### DATASET RECORDS

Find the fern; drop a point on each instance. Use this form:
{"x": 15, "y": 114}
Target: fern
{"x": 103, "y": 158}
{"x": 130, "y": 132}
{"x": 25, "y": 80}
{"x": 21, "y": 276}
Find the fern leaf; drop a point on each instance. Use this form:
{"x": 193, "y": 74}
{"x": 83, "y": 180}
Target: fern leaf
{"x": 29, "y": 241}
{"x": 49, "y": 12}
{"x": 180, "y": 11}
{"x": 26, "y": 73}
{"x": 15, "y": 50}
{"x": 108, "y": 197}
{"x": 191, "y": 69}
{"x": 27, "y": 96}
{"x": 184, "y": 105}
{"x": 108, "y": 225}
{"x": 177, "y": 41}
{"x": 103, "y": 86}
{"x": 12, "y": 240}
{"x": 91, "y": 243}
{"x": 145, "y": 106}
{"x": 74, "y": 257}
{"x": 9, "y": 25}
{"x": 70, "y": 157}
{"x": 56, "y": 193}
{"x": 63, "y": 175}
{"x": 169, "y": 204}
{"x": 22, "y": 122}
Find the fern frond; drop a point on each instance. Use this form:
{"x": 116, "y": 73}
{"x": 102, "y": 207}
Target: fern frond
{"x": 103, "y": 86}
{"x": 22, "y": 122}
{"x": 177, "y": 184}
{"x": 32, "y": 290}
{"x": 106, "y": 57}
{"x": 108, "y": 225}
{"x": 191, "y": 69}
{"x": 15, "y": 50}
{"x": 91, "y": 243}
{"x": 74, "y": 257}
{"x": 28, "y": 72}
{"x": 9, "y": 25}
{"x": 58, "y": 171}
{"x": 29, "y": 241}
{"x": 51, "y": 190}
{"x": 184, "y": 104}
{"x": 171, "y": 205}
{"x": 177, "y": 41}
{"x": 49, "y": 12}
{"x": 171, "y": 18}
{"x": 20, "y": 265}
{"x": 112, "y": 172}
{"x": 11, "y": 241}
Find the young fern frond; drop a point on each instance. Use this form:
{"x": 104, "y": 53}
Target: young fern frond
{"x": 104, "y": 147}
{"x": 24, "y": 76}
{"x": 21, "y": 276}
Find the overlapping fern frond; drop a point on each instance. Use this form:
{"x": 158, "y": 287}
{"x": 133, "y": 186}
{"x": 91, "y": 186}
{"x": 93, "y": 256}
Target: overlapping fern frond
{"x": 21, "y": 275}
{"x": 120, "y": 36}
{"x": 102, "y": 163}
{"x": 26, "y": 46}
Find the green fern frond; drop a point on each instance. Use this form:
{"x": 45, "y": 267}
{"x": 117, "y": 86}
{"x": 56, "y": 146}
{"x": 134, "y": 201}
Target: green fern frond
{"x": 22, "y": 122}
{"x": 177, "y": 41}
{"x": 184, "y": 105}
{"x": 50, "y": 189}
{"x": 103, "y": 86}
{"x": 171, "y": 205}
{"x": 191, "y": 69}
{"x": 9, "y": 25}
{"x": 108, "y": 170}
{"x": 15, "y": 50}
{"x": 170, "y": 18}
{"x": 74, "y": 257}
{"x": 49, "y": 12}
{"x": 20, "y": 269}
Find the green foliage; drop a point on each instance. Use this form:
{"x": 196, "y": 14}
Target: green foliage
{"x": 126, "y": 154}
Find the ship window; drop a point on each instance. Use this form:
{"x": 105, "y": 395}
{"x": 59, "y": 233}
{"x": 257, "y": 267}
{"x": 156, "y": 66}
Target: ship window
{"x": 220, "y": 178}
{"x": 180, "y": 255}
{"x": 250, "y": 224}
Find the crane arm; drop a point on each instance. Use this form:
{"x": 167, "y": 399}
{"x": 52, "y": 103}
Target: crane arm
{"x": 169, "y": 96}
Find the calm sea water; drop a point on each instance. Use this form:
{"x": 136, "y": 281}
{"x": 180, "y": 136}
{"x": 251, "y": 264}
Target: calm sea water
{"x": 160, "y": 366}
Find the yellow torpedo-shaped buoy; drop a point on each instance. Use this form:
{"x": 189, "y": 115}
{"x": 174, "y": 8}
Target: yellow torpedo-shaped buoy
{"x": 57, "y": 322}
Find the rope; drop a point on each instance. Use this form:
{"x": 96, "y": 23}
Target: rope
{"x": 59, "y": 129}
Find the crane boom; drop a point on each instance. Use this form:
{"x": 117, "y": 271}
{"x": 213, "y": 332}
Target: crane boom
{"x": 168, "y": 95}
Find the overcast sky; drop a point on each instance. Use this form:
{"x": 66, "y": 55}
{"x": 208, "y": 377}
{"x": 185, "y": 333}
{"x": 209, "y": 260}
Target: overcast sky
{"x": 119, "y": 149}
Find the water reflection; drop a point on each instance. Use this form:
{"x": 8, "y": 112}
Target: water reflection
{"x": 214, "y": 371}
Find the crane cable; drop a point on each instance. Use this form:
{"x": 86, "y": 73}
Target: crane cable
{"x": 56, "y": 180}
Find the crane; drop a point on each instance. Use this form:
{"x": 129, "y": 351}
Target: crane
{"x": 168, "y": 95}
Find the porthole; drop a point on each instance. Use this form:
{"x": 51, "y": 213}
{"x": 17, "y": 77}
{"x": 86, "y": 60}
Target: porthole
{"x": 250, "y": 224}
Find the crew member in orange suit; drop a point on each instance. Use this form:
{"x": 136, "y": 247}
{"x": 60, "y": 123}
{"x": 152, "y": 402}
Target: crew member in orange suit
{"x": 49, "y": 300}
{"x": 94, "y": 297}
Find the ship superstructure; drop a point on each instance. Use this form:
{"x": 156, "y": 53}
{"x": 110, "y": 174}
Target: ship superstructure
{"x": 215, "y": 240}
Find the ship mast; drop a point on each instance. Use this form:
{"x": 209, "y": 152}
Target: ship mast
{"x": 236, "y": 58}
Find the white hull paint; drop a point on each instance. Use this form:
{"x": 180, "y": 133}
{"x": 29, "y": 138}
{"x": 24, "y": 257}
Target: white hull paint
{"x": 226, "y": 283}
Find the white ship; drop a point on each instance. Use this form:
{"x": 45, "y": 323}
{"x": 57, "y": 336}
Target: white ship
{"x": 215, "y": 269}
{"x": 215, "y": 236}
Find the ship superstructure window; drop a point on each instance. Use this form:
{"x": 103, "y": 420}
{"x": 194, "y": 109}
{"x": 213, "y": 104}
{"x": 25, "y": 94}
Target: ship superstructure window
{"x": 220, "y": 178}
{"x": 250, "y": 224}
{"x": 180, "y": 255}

### EXERCISE BRIEF
Render each line of the material above as a row of a Markdown table with the columns Row and Line, skipping blank lines.

### RESPONSE TO THE TASK
| Row | Line |
|---|---|
| 1 | Find the fern; drop a point on each instance. Use this form: |
| 2 | {"x": 15, "y": 114} |
| 3 | Target: fern |
| 4 | {"x": 103, "y": 158} |
| 5 | {"x": 130, "y": 132} |
| 6 | {"x": 25, "y": 80} |
| 7 | {"x": 21, "y": 276} |
| 8 | Find the fern leaf; drop a point on each instance. Use this form: |
| 9 | {"x": 193, "y": 74} |
| 10 | {"x": 83, "y": 180} |
| 11 | Target: fern leaf |
| 12 | {"x": 29, "y": 241} |
| 13 | {"x": 49, "y": 12} |
| 14 | {"x": 180, "y": 11} |
| 15 | {"x": 26, "y": 73} |
| 16 | {"x": 15, "y": 50} |
| 17 | {"x": 108, "y": 197} |
| 18 | {"x": 191, "y": 69} |
| 19 | {"x": 27, "y": 96} |
| 20 | {"x": 184, "y": 105} |
| 21 | {"x": 108, "y": 225} |
| 22 | {"x": 177, "y": 41} |
| 23 | {"x": 103, "y": 86} |
| 24 | {"x": 12, "y": 240} |
| 25 | {"x": 91, "y": 243} |
| 26 | {"x": 145, "y": 106} |
| 27 | {"x": 74, "y": 257} |
| 28 | {"x": 9, "y": 25} |
| 29 | {"x": 70, "y": 157} |
| 30 | {"x": 56, "y": 193} |
| 31 | {"x": 63, "y": 175} |
| 32 | {"x": 169, "y": 204} |
| 33 | {"x": 22, "y": 122} |
| 34 | Find the fern frond; drop a point on each instance. Use this form: |
| 35 | {"x": 116, "y": 73} |
| 36 | {"x": 102, "y": 207} |
| 37 | Target: fern frond |
| 38 | {"x": 103, "y": 86} |
| 39 | {"x": 22, "y": 122} |
| 40 | {"x": 177, "y": 184} |
| 41 | {"x": 32, "y": 290} |
| 42 | {"x": 106, "y": 57} |
| 43 | {"x": 108, "y": 225} |
| 44 | {"x": 191, "y": 69} |
| 45 | {"x": 15, "y": 50} |
| 46 | {"x": 91, "y": 243} |
| 47 | {"x": 74, "y": 257} |
| 48 | {"x": 28, "y": 72} |
| 49 | {"x": 9, "y": 25} |
| 50 | {"x": 58, "y": 171} |
| 51 | {"x": 29, "y": 241} |
| 52 | {"x": 51, "y": 190} |
| 53 | {"x": 184, "y": 104} |
| 54 | {"x": 171, "y": 205} |
| 55 | {"x": 177, "y": 41} |
| 56 | {"x": 49, "y": 12} |
| 57 | {"x": 171, "y": 18} |
| 58 | {"x": 20, "y": 265} |
| 59 | {"x": 112, "y": 172} |
| 60 | {"x": 11, "y": 241} |
| 61 | Find the young fern frond; drop a point on each instance. Use this form: |
| 62 | {"x": 104, "y": 53} |
| 63 | Target: young fern frond |
| 64 | {"x": 104, "y": 147} |
| 65 | {"x": 24, "y": 76} |
| 66 | {"x": 21, "y": 276} |
| 67 | Find the overlapping fern frond; drop a point on each instance. Use this form: |
| 68 | {"x": 158, "y": 287} |
| 69 | {"x": 133, "y": 186} |
| 70 | {"x": 91, "y": 186} |
| 71 | {"x": 93, "y": 256} |
| 72 | Target: overlapping fern frond |
| 73 | {"x": 21, "y": 275} |
| 74 | {"x": 120, "y": 36} |
| 75 | {"x": 102, "y": 163} |
| 76 | {"x": 26, "y": 46} |
| 77 | Find the green fern frond; drop a point on each instance. Use this form: |
| 78 | {"x": 45, "y": 267} |
| 79 | {"x": 117, "y": 86} |
| 80 | {"x": 56, "y": 146} |
| 81 | {"x": 134, "y": 201} |
| 82 | Target: green fern frond |
| 83 | {"x": 22, "y": 122} |
| 84 | {"x": 177, "y": 41} |
| 85 | {"x": 184, "y": 105} |
| 86 | {"x": 50, "y": 189} |
| 87 | {"x": 103, "y": 86} |
| 88 | {"x": 171, "y": 205} |
| 89 | {"x": 191, "y": 69} |
| 90 | {"x": 9, "y": 25} |
| 91 | {"x": 108, "y": 170} |
| 92 | {"x": 15, "y": 50} |
| 93 | {"x": 170, "y": 18} |
| 94 | {"x": 74, "y": 257} |
| 95 | {"x": 49, "y": 12} |
| 96 | {"x": 20, "y": 269} |
| 97 | Find the green foliage; drop a point on each instance. Use this form: |
| 98 | {"x": 196, "y": 14} |
| 99 | Target: green foliage |
| 100 | {"x": 126, "y": 154} |
| 101 | Find the ship window; drop a point on each instance. Use this form: |
| 102 | {"x": 105, "y": 395} |
| 103 | {"x": 59, "y": 233} |
| 104 | {"x": 257, "y": 267} |
| 105 | {"x": 156, "y": 66} |
| 106 | Target: ship window |
| 107 | {"x": 220, "y": 178} |
| 108 | {"x": 180, "y": 255} |
| 109 | {"x": 250, "y": 224} |
| 110 | Find the crane arm; drop a point on each instance. Use this form: |
| 111 | {"x": 167, "y": 399} |
| 112 | {"x": 52, "y": 103} |
| 113 | Target: crane arm |
| 114 | {"x": 169, "y": 96} |
| 115 | Find the calm sea water; drop a point on each instance. Use this form: |
| 116 | {"x": 136, "y": 281} |
| 117 | {"x": 180, "y": 136} |
| 118 | {"x": 251, "y": 264} |
| 119 | Target: calm sea water |
| 120 | {"x": 160, "y": 366} |
| 121 | Find the yellow torpedo-shaped buoy; drop a point on each instance. Use this form: |
| 122 | {"x": 189, "y": 115} |
| 123 | {"x": 174, "y": 8} |
| 124 | Target: yellow torpedo-shaped buoy |
| 125 | {"x": 57, "y": 322} |
| 126 | Find the rope; drop a point on each instance. Use this form: |
| 127 | {"x": 96, "y": 23} |
| 128 | Target: rope |
| 129 | {"x": 59, "y": 129} |
| 130 | Find the crane boom; drop a point on each instance. Use this form: |
| 131 | {"x": 117, "y": 271} |
| 132 | {"x": 213, "y": 332} |
| 133 | Target: crane boom |
| 134 | {"x": 168, "y": 95} |
| 135 | Find the overcast sky; drop a point on each instance. Use this form: |
| 136 | {"x": 66, "y": 55} |
| 137 | {"x": 208, "y": 377} |
| 138 | {"x": 185, "y": 333} |
| 139 | {"x": 209, "y": 260} |
| 140 | Target: overcast sky |
| 141 | {"x": 119, "y": 149} |
| 142 | Find the water reflection; drop a point on each instance. Use this form: |
| 143 | {"x": 8, "y": 112} |
| 144 | Target: water reflection |
| 145 | {"x": 214, "y": 371} |
| 146 | Find the crane cable; drop a point on each instance. Use this form: |
| 147 | {"x": 86, "y": 73} |
| 148 | Target: crane cable |
| 149 | {"x": 56, "y": 180} |
| 150 | Find the crane; drop a point on each instance. Use this form: |
| 151 | {"x": 129, "y": 351} |
| 152 | Target: crane |
| 153 | {"x": 168, "y": 95} |
| 154 | Find the porthole; drop a point on each instance. Use this form: |
| 155 | {"x": 51, "y": 213} |
| 156 | {"x": 17, "y": 77} |
| 157 | {"x": 86, "y": 60} |
| 158 | Target: porthole |
| 159 | {"x": 250, "y": 224} |
| 160 | Find the crew member in orange suit; drop a point on each instance. Use this form: |
| 161 | {"x": 136, "y": 247} |
| 162 | {"x": 60, "y": 123} |
| 163 | {"x": 152, "y": 402} |
| 164 | Target: crew member in orange suit |
| 165 | {"x": 49, "y": 300} |
| 166 | {"x": 94, "y": 297} |
| 167 | Find the ship superstructure; drop a point on each instance. Use this form: |
| 168 | {"x": 156, "y": 53} |
| 169 | {"x": 110, "y": 174} |
| 170 | Target: ship superstructure |
| 171 | {"x": 215, "y": 240} |
| 172 | Find the ship mast; drop a point on each instance. Use this form: |
| 173 | {"x": 209, "y": 152} |
| 174 | Target: ship mast |
| 175 | {"x": 236, "y": 58} |
| 176 | Find the white hull paint; drop a point on each instance. Use this form: |
| 177 | {"x": 180, "y": 133} |
| 178 | {"x": 29, "y": 138} |
| 179 | {"x": 24, "y": 257} |
| 180 | Target: white hull paint |
| 181 | {"x": 226, "y": 283} |
| 182 | Find the white ship; drop a point on each instance. Use this form: |
| 183 | {"x": 45, "y": 323} |
| 184 | {"x": 57, "y": 336} |
| 185 | Target: white ship |
| 186 | {"x": 215, "y": 269} |
| 187 | {"x": 215, "y": 236} |
| 188 | Find the ship superstructure window; drop a point on each instance. Use this form: |
| 189 | {"x": 103, "y": 420} |
| 190 | {"x": 194, "y": 109} |
| 191 | {"x": 213, "y": 104} |
| 192 | {"x": 25, "y": 94} |
| 193 | Target: ship superstructure window |
| 194 | {"x": 220, "y": 178} |
| 195 | {"x": 250, "y": 224} |
| 196 | {"x": 180, "y": 255} |